→ **Requests**
a) Answer each question about the firefighter case summary in a few words.
(i) How much did the plaintiff recover from Goodman's policy?
(ii) What part of his body did the plaintiff injure?
(iii) According to the final quoted sentence, what must the use of the underinsured vehicle be?
b) Write the next paragraph of the firefighter case summary, picking up after its final sentence.

>> begin Extract

Insurance Law, Negligence

Question of Fact Whether Firefighter’s Injury Was Proximately Caused by Driver’s Negligent Operation of His Car Under the “Danger Invites Injury” Doctrine—Firefighter Was Injured Removing Injured Driver from His Car After an Accident

The Second Department determined a firefighter may be entitled to coverage under his own insurance policy’s supplementary uninsured/underinsured motorists (SUM) coverage. Plaintiff-firefighter responded to a car accident and injured his shoulder removing the injured driver, Goodman, from his car. Plaintiff recovered the limit ($25,000) of Goodman’s policy and sought to recover under his own SUM endorsement. Reversing Supreme Court, the Second Department held it could not be determined as a matter of law that plaintiff’s injury was not proximately caused by Goodman’s negligent use of his car. Plaintiff had invoked the “danger invites rescue” doctrine in support of his argument that his shoulder injury was proximately caused by Goodman’s negligence:

SUM endorsements provide coverage only when the injuries are “caused by an accident arising out of such underinsured motor vehicle’s ownership, maintenance or use” … . Factors to be considered in determining whether an accident arose out of the use of a motor vehicle include whether the accident arose out of the inherent nature of the vehicle and whether the vehicle itself produces the injury rather than merely contributes to cause the condition which produces the injury … . ” [T]he [vehicle] itself need not be the proximate cause of the injury,’ but negligence in the use of the vehicle must be shown, and that negligence must be a cause of the injury'” … . ” To be a cause of the injury, the use of the motor vehicle must be closely related to the injury'” … . “[T]he use of the underinsured vehicle must be a proximate cause of the injuries for which coverage is sought” … .

>> end Extract
>> begin Data lines

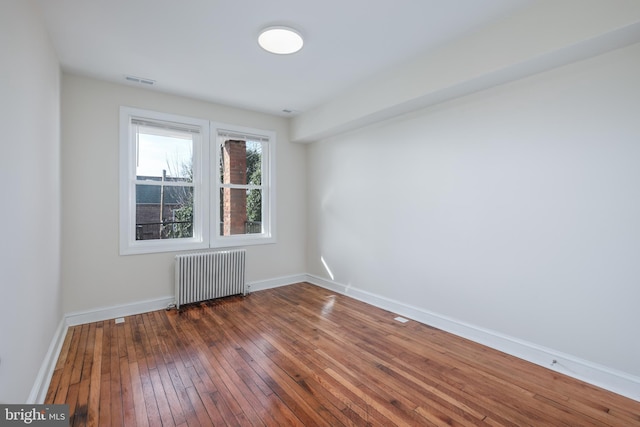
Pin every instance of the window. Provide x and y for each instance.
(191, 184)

>> end Data lines
>> begin Data lines

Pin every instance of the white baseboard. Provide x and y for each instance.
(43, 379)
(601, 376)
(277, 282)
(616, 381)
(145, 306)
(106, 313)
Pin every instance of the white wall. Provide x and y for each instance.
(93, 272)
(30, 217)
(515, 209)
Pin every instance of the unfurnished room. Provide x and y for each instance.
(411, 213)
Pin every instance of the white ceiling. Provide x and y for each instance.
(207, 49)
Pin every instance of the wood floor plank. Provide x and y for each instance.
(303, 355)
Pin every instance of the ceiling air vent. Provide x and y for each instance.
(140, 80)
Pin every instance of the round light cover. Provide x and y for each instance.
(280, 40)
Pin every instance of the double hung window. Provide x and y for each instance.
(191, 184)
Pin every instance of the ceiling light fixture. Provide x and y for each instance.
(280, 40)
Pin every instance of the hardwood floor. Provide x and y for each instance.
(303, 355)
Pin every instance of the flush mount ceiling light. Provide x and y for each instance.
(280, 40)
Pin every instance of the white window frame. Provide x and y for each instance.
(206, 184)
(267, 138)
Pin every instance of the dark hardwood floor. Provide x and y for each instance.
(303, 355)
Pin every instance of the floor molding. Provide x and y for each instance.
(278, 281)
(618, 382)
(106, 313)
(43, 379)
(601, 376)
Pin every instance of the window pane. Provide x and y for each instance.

>> end Data lines
>> begin Data lines

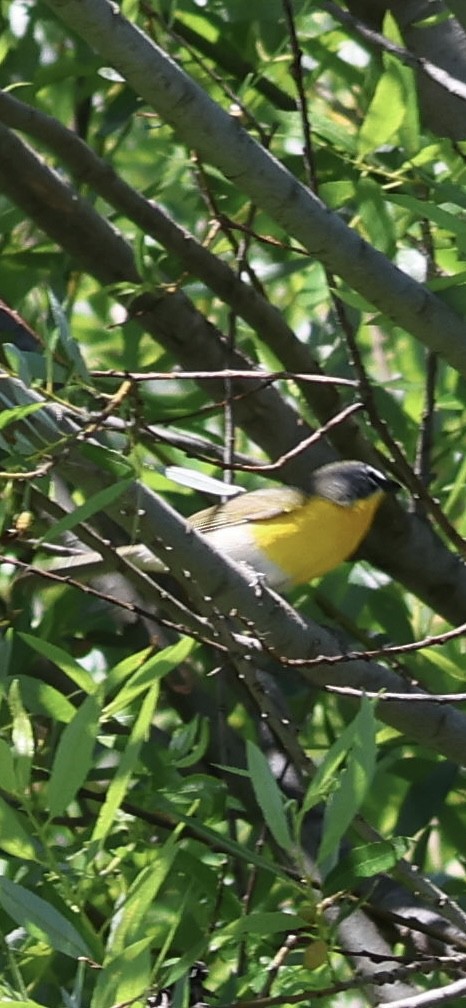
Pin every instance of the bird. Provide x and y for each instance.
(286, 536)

>> end Data lines

→ **Task-by-task outputs**
a)
(i) $25,000, the limit of Goodman's policy.
(ii) His shoulder.
(iii) A proximate cause of the injuries for which coverage is sought.

b)
[Plaintiff] invoked the doctrine of “danger invites rescue” to establish that Goodman’s negligent use of the underinsured vehicle proximately caused his injuries. That doctrine imposes liability upon a party who, “by his [or her] culpable act has placed another person in a position of imminent peril which invites a third person, the rescuing plaintiff, to come to his [or her] aid” … . The doctrine also applies “where the culpable party has placed himself [or herself] in a perilous position which invites rescue” … . “In order for the doctrine to apply, the rescuer must have had a reasonable belief that the person being rescued was in peril” … .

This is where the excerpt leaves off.